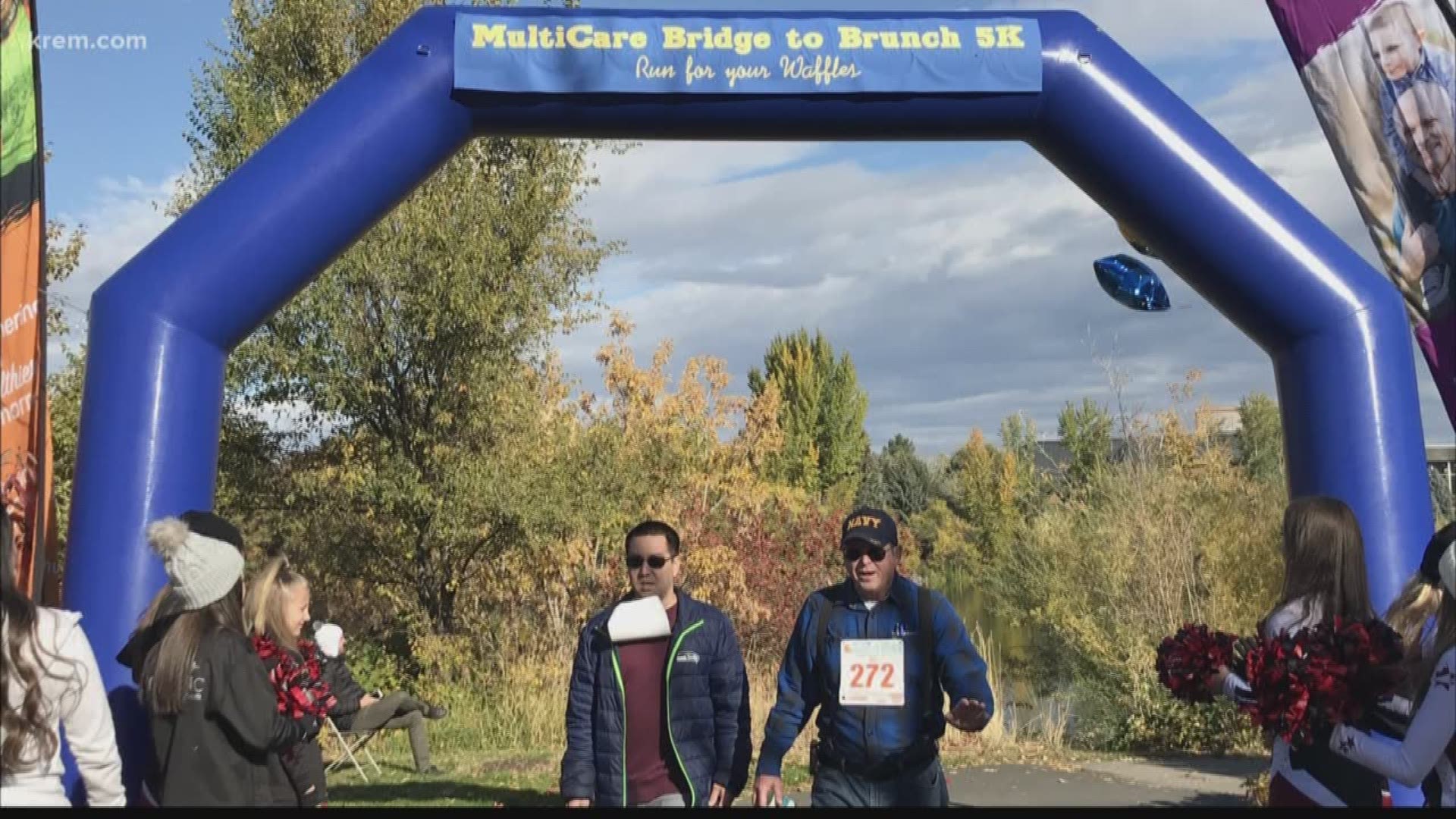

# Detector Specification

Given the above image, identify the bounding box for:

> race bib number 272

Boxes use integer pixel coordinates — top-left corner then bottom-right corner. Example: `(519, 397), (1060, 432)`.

(839, 640), (905, 707)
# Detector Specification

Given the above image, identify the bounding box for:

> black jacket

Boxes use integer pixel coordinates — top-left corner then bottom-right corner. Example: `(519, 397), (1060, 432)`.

(117, 628), (313, 808)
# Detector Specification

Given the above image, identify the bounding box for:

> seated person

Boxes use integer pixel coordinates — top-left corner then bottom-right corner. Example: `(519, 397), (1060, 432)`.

(313, 623), (448, 774)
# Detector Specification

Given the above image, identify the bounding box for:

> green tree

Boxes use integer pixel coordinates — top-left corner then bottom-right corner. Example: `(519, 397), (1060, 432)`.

(46, 218), (86, 539)
(748, 329), (869, 493)
(878, 435), (935, 519)
(1057, 398), (1112, 487)
(1238, 392), (1284, 484)
(172, 0), (611, 632)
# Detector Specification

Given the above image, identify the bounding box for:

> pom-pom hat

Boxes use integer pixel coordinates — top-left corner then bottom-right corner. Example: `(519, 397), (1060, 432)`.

(147, 510), (243, 610)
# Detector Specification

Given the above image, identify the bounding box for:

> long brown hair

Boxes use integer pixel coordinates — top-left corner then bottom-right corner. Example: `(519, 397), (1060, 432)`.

(1385, 523), (1456, 707)
(1260, 495), (1374, 632)
(141, 580), (246, 714)
(0, 514), (60, 774)
(243, 555), (309, 651)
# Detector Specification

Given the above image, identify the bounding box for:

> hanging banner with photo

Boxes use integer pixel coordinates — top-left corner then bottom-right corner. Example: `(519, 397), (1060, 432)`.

(1266, 0), (1456, 428)
(0, 0), (58, 604)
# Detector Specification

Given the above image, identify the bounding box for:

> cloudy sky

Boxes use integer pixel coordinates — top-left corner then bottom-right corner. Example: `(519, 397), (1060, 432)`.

(39, 0), (1453, 453)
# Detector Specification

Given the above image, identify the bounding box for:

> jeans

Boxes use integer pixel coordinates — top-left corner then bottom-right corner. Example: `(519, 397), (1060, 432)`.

(811, 758), (951, 808)
(339, 691), (429, 771)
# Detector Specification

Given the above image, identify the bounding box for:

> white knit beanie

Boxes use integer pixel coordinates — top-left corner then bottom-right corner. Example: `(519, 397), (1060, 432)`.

(147, 512), (243, 610)
(313, 623), (344, 657)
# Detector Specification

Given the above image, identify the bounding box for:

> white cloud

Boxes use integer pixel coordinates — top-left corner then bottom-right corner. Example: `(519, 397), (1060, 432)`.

(562, 47), (1448, 453)
(1001, 0), (1279, 63)
(49, 175), (179, 353)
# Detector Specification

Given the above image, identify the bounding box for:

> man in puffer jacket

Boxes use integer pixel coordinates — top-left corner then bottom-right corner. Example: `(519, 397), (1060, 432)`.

(560, 520), (752, 808)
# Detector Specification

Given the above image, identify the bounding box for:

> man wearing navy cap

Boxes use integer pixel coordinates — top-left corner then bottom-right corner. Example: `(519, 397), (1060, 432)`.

(753, 509), (994, 808)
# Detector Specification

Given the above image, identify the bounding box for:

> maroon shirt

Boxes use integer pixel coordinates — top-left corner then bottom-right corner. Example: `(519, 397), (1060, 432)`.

(617, 604), (687, 805)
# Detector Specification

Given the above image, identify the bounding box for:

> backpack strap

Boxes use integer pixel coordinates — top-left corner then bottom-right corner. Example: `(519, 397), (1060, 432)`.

(916, 586), (940, 717)
(812, 586), (839, 711)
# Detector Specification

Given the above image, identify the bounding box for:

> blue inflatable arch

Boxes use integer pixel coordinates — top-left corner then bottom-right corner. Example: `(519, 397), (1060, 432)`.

(65, 6), (1432, 792)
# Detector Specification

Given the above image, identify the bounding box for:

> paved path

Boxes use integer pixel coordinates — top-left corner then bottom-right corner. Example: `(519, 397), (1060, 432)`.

(793, 758), (1266, 808)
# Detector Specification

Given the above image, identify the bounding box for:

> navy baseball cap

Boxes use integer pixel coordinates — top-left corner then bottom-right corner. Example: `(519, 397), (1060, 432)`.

(839, 507), (900, 547)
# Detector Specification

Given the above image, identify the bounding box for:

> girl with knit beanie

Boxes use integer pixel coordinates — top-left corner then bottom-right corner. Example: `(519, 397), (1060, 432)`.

(118, 512), (318, 808)
(243, 555), (335, 808)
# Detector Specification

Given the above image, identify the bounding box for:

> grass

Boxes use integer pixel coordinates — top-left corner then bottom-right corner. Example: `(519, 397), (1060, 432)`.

(325, 629), (1100, 808)
(329, 732), (810, 808)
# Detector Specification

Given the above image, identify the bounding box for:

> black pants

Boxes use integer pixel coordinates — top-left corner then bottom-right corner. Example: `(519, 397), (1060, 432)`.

(811, 756), (951, 808)
(347, 691), (429, 771)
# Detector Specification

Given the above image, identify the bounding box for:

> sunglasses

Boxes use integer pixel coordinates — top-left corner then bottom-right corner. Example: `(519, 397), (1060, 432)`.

(628, 555), (673, 570)
(843, 544), (885, 563)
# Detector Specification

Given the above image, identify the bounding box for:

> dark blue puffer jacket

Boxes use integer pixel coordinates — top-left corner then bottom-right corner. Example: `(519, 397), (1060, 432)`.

(560, 588), (752, 808)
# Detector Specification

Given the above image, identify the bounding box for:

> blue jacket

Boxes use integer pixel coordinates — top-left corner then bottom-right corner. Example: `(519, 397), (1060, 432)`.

(758, 576), (996, 775)
(560, 588), (753, 808)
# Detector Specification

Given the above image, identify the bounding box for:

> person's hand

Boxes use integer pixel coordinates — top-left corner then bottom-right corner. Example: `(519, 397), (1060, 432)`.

(753, 774), (783, 808)
(1401, 224), (1442, 288)
(708, 783), (728, 808)
(945, 697), (992, 732)
(1209, 666), (1233, 694)
(299, 714), (323, 742)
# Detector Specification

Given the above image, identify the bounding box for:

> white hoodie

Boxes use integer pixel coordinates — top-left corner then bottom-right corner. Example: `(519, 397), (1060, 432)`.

(0, 606), (127, 808)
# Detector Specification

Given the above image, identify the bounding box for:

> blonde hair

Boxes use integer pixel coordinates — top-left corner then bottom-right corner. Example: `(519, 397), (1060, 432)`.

(1385, 574), (1456, 707)
(243, 555), (309, 651)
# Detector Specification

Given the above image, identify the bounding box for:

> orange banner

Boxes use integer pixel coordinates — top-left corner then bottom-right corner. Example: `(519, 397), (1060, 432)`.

(0, 0), (57, 602)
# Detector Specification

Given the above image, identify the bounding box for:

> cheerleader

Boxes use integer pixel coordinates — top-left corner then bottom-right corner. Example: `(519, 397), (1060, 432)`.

(1211, 497), (1385, 808)
(1329, 523), (1456, 808)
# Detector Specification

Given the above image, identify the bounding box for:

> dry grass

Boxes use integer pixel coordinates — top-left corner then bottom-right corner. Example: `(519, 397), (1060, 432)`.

(342, 617), (1068, 781)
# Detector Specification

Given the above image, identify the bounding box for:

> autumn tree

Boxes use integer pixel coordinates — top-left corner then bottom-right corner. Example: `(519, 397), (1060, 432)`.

(1057, 398), (1112, 487)
(748, 329), (869, 493)
(856, 435), (937, 517)
(1238, 392), (1284, 484)
(172, 0), (610, 632)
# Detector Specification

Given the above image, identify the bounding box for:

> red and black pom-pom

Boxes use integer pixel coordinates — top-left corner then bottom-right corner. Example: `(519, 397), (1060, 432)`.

(1156, 623), (1235, 702)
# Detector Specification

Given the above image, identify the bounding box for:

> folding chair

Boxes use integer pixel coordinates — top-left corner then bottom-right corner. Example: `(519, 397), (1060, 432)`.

(323, 717), (383, 783)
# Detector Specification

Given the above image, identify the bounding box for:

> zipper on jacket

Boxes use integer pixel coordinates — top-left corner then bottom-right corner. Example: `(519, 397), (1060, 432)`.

(667, 621), (703, 808)
(611, 645), (626, 808)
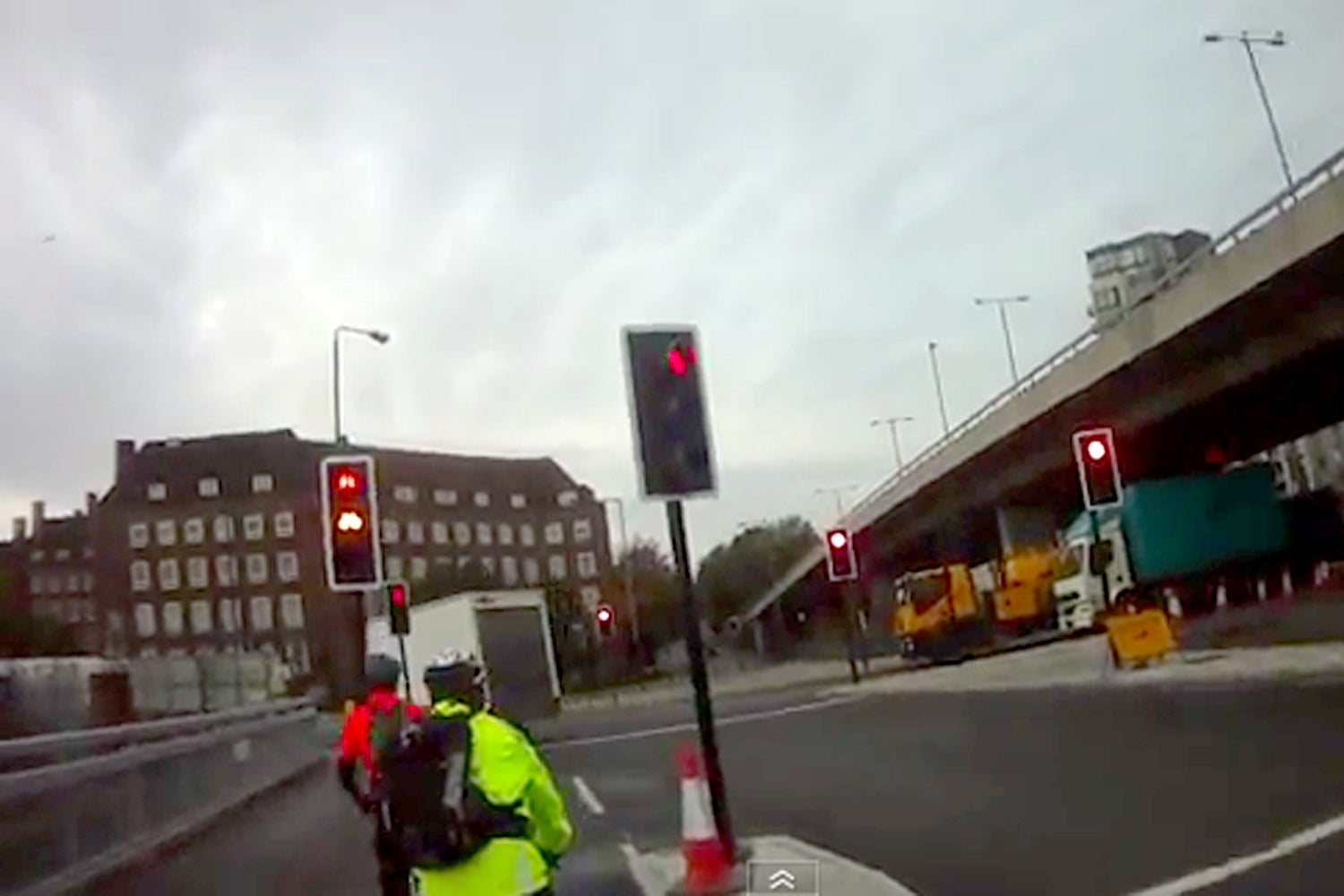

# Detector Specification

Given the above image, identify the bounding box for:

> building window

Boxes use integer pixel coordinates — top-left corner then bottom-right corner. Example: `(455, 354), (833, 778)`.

(159, 557), (182, 591)
(155, 520), (177, 547)
(280, 594), (304, 629)
(276, 551), (298, 582)
(274, 511), (295, 538)
(130, 560), (150, 594)
(126, 522), (150, 548)
(191, 600), (210, 634)
(164, 600), (182, 638)
(247, 554), (266, 584)
(215, 554), (238, 589)
(136, 603), (158, 638)
(574, 551), (597, 579)
(249, 595), (276, 632)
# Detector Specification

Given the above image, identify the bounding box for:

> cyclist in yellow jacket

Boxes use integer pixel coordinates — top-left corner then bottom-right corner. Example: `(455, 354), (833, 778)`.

(392, 650), (574, 896)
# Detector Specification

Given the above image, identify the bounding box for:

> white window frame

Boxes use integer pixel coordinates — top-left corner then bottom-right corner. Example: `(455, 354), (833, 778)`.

(271, 511), (295, 538)
(245, 554), (271, 584)
(126, 522), (150, 551)
(158, 557), (182, 591)
(155, 520), (177, 548)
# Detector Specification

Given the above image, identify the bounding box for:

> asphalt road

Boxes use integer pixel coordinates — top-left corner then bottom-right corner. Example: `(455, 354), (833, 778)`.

(99, 684), (1344, 896)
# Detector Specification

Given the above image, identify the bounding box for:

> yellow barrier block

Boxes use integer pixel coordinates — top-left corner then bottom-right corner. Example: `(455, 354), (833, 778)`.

(1107, 610), (1176, 664)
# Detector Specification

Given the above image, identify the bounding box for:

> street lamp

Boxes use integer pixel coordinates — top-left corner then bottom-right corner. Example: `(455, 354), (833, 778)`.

(1204, 30), (1293, 191)
(601, 498), (640, 643)
(870, 417), (916, 473)
(976, 296), (1031, 385)
(332, 323), (392, 444)
(929, 342), (952, 435)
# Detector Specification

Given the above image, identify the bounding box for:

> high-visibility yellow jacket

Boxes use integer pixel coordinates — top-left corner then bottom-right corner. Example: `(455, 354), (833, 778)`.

(411, 700), (574, 896)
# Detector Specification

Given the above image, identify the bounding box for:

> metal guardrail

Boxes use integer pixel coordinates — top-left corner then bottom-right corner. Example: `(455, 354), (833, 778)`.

(745, 142), (1344, 618)
(0, 700), (331, 896)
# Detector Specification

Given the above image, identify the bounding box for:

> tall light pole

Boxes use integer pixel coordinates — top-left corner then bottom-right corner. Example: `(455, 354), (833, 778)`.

(332, 323), (392, 444)
(976, 296), (1031, 385)
(870, 417), (916, 473)
(1204, 30), (1293, 191)
(602, 498), (640, 643)
(929, 342), (952, 435)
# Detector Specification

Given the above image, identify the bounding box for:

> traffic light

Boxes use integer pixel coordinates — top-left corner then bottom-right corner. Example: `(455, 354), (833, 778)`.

(624, 326), (715, 497)
(593, 603), (616, 641)
(322, 454), (383, 591)
(1074, 427), (1121, 511)
(827, 530), (859, 582)
(387, 582), (411, 635)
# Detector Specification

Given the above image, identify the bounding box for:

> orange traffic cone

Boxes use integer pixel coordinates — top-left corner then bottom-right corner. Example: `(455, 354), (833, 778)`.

(676, 745), (734, 896)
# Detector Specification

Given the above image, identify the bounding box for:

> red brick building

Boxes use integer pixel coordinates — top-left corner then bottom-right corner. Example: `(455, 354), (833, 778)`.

(94, 430), (610, 698)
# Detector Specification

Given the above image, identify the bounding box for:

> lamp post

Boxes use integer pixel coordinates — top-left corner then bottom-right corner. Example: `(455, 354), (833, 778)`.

(1204, 30), (1293, 191)
(332, 323), (392, 444)
(976, 296), (1031, 385)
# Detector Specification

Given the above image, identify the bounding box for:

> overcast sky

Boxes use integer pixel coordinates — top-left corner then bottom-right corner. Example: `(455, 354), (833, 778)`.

(0, 0), (1344, 555)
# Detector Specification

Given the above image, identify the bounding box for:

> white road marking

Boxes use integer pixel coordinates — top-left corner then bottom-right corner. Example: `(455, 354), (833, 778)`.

(574, 775), (607, 815)
(543, 696), (863, 751)
(1129, 815), (1344, 896)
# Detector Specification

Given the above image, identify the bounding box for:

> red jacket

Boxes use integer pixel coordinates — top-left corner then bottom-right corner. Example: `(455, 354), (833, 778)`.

(336, 688), (424, 778)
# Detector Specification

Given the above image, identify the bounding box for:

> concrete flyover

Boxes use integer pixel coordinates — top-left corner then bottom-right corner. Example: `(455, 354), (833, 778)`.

(745, 142), (1344, 631)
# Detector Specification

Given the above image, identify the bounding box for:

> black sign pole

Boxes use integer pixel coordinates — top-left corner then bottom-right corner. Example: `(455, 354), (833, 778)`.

(667, 498), (737, 860)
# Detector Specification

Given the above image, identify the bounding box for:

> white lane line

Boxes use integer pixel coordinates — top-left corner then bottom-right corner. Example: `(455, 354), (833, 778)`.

(574, 775), (607, 815)
(1129, 815), (1344, 896)
(542, 696), (863, 751)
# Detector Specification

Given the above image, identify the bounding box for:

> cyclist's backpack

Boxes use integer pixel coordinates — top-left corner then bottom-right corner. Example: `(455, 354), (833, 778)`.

(384, 716), (527, 868)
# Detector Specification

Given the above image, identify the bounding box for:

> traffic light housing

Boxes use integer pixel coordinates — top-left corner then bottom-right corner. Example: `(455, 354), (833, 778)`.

(624, 326), (715, 498)
(387, 582), (411, 635)
(1074, 427), (1123, 511)
(322, 454), (383, 591)
(593, 603), (616, 641)
(827, 530), (859, 582)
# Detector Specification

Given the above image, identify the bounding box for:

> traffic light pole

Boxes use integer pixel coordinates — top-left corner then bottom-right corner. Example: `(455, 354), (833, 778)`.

(667, 498), (737, 857)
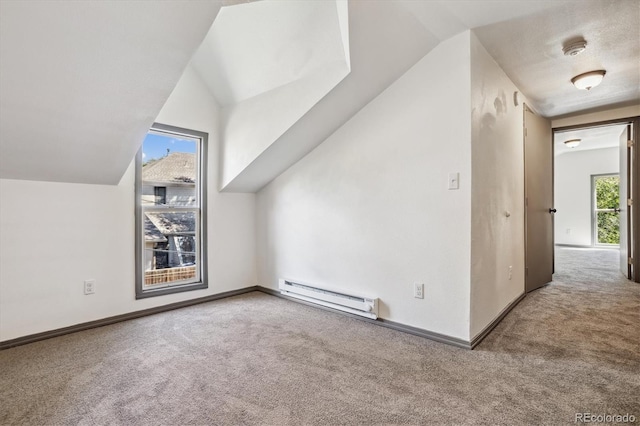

^^^^^^^^

### Objective
Gather every line of the listing above that holds the word "traffic" and copy each one out.

### Final result
> traffic light
> orange traffic cone
> traffic light housing
> traffic light pole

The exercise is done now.